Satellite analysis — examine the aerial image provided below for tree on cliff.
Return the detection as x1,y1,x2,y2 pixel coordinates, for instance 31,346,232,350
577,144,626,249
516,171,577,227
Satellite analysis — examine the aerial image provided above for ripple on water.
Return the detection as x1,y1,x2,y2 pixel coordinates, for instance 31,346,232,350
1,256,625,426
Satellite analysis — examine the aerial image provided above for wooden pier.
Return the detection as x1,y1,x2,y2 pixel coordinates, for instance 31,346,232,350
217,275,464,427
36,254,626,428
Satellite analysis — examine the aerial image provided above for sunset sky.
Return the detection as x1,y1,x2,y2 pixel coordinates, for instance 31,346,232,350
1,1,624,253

********************

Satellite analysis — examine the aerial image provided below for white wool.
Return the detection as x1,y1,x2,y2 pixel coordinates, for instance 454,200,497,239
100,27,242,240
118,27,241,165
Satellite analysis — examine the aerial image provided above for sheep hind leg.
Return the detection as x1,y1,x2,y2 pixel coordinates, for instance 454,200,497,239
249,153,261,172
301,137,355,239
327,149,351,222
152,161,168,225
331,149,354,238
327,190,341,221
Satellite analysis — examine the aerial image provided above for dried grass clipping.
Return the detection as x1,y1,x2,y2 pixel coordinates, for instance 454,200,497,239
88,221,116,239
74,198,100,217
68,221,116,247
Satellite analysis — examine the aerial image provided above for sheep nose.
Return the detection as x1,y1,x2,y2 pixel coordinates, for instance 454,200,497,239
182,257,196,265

********************

All that should be written out is the stretch of lines above between the one holding "for white wool." and the one holding "for sheep nose.", inclusive, exactly as given.

Satellite analysis — examine the aerial image provided below for white wool.
Return the detection as x1,y1,x2,y2 pixel coordinates, for instance 454,200,497,239
100,27,242,240
118,27,241,165
Satellite analysis — examine the aerial image provided above for sheep hind leg.
Return the detection as x1,y1,x2,y2 pixel coordinates, for instance 454,200,497,239
249,153,261,172
301,137,355,239
327,149,351,222
152,161,168,225
331,149,354,238
327,190,341,221
Satellite analysis — examine the aerial image provided above for dried grass clipping.
Return the detection as x1,y1,x2,y2 pixel coordinates, for instance 454,200,497,239
88,221,116,239
74,198,100,217
68,221,116,247
Satellite analysis — examine the aerial image provided above for sheep nose.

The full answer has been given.